WORK ORDER A: Decide whether each statement below agrees with the article on refugee resettlement in Bunbury, answering yes or no and quoting the article's deciding words exactly. (i) The first refugees to arrive would come from 10 Burmese families. (ii) An Immigration Department spokeswoman gave full details of the plan. (iii) Bunbury has no existing Burmese community.
WORK ORDER B: Carry on the article about refugee resettlement in Bunbury from its final sentence.

READING TEXT:
==*==
BUNBURY could be home to more than 1000 refugees in the next two years as part of an ambitious plan to make the city a resettlement centre.
Under the plan, refugees from 10 Burmese families would be the first to arrive in the city before Christmas this year.
Immigration Department officials from Canberra met with Bunbury Mayor David Smith two weeks ago to look at details.
Mayor Smith said the department would settle the newcomers in affordable housing spread across Bunbury suburbs in the hope they would move on to private rentals and home ownership.
The refugees are those in camps who have been processed and are awaiting settlement in Australia.
Mayor Smith said he strongly supported the move and he was confident Bunbury would gain approval.
If the city was given the go-ahead, its population could be boosted by up to 300 families in the next two years.
He said the city was more than prepared to cater to the needs of new immigrants.
“It will be good for Bunbury because we already have a small Burmese community and the city is becoming increasingly multicultural,” Mayor Smith said.
“We have all the educational and health facilities to accommodate refugees – also there are plenty of employment prospects for them with locals leaving the city with the fly-in fly-out trend.”
An Immigration Department spokeswoman was cautious on releasing details, saying plans were still in preliminary stages.
==*==
RECORD EXTRACTS:

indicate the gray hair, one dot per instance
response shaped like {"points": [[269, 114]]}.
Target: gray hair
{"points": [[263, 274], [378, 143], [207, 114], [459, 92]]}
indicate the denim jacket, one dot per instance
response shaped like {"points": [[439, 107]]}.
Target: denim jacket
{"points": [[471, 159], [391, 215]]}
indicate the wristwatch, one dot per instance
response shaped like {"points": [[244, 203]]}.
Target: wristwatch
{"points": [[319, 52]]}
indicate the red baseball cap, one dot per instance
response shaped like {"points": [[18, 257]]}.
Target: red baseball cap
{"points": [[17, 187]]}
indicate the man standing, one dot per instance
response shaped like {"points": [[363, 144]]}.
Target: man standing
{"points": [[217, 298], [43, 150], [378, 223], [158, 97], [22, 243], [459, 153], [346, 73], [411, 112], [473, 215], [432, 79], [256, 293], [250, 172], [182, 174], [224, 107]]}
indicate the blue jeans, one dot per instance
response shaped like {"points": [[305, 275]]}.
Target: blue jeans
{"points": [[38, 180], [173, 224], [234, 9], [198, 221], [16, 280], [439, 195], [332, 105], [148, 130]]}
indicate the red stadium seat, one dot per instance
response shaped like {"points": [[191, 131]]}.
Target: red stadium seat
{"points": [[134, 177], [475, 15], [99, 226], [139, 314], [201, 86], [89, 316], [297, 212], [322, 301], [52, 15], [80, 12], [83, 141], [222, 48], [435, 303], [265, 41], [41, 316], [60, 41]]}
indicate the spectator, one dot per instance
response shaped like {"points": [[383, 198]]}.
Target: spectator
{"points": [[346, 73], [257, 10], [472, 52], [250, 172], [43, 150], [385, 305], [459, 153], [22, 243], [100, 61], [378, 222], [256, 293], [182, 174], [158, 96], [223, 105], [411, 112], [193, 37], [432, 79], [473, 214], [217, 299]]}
==*==
TASK RESPONSE A:
(i) Yes: "refugees from 10 Burmese families would be the first to arrive in the city before Christmas this year."
(ii) No: "An Immigration Department spokeswoman was cautious on releasing details, saying plans were still in preliminary stages."
(iii) No: "we already have a small Burmese community"

TASK RESPONSE B:
The Mayor has been a long-standing supporter of bringing refugees to the city.
In 2010 the Bunbury Mail published his idea to accommodate them in the derelict former St John of God Hospital. The hospital has since been demolished.
The idea met a strong community backlash.
This week, the Mail online poll showed almost 70 per cent of more than 85 voters would not support refugee resettlement in Bunbury.
Multicultural Services Centre of WA settlement grants worker Daravann Meek is a refugee who fled Cambodia in 1979 and has lived in Bunbury for more than 20 years.
Ms Meek said racism was still rife across the city and she had spoken to people who were abused and spat on in the street.
She was not surprised by the backlash against the idea of welcoming refugees and said it was the product of a “fear of the unknown.”
“People have a fear that their city will change and that refugees will cause problems, but the truth is that Bunbury can only benefit – they will create and fill jobs and bring their culture with them.”
Mayor Smith said racism formed a small minority in Bunbury and it was not any worse than any other community across the country.
Ms Meek said Bunbury did not currently have the social infrastructure to cater to the needs of new refugees, but pushing the issue would mean funding would follow.